### TRY IT
Your answer should be the records below, written out exactly.

### DATA RECORDS
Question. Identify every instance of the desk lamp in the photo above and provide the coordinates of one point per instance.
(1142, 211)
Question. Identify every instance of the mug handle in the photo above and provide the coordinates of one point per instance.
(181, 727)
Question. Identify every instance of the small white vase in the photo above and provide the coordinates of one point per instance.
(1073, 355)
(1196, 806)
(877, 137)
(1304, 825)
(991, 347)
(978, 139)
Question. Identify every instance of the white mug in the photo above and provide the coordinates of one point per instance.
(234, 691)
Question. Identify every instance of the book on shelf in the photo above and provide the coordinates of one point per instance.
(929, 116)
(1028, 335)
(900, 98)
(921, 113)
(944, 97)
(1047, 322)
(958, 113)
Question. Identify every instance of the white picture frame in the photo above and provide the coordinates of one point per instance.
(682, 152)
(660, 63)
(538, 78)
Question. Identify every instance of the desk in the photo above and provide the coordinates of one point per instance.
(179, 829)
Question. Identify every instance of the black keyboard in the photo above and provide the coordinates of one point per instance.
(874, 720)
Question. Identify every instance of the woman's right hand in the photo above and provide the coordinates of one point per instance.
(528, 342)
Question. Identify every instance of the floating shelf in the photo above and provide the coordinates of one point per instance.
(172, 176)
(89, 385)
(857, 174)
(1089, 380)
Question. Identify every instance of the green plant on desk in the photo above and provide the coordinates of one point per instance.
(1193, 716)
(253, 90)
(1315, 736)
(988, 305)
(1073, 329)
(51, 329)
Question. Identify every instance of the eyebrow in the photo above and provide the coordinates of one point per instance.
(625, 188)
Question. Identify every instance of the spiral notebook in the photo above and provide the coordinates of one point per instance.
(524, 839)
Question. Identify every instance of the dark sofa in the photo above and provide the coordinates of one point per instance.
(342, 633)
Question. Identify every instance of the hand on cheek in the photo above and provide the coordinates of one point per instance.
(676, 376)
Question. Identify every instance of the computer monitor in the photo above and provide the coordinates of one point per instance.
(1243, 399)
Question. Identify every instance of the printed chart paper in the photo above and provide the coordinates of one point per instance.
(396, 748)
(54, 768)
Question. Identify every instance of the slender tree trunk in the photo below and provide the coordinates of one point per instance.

### PROBLEM SOLUTION
Question. Identify every instance of the desk lamp in the photo above and provide the coordinates of one point per instance.
(1142, 211)
Question. Identify every instance of the mug handle in the photo above and provide the coordinates of one point per instance.
(181, 727)
Question. Identify every instance of the small white vase in the photo above and provide the coordinates of one point per instance.
(1073, 355)
(1196, 806)
(877, 137)
(1304, 825)
(991, 347)
(978, 139)
Question. Identify every instance of the white mug in the photo above and provide the coordinates of one point per instance.
(234, 691)
Question. Identify every instance of the book on shelf in the photo above and provide the coordinates of one point per instance.
(929, 116)
(1028, 335)
(900, 98)
(921, 113)
(944, 97)
(1047, 322)
(958, 113)
Question. Identify every instance of the white picture frame in the photo above and provide the coordinates of one point per instance.
(682, 152)
(660, 63)
(538, 78)
Question. Identify every instance of the desk in the photo above and provide the coordinates of one point per instance.
(179, 829)
Question. Identify every instance of the black keyboard in the photo above and provide the coordinates of one point per instance.
(874, 720)
Question. Identify every instance of the woman's right hand in the photo above and provide the coordinates of one point per instance.
(528, 342)
Question. Identify every instance of the floating shelf in the photo above and provide the coordinates of one point per instance.
(172, 176)
(89, 385)
(857, 174)
(1089, 380)
Question. Identify every instance of the green plant on desk in the photo above and provide the coordinates of one point per instance.
(1193, 716)
(253, 90)
(1315, 736)
(988, 305)
(1073, 329)
(51, 329)
Question. Identify every instance of the eyebrow in the photo above and provide the coordinates of one point per instance.
(625, 188)
Question. Identify every instance of the spiral notebook in the photo above and provide the coordinates of one point per instance.
(524, 839)
Question. Identify every instance of the dark sofa in the photo above and provide the coordinates of one point per instance.
(342, 633)
Question. Identify every instance of the hand on cheek in the photo above and provide the coordinates of one point per instance.
(676, 376)
Question. Identify every instance of the computer monitor in the photo above and provide the coordinates of one point per instance.
(1243, 399)
Question. Identify every instance of the printed chart paper in the photo above and provide the coordinates of one point per instance.
(396, 748)
(54, 768)
Question. Identify every instance of the slender tree trunk in the photo below and provide the coordinates of one point per instance.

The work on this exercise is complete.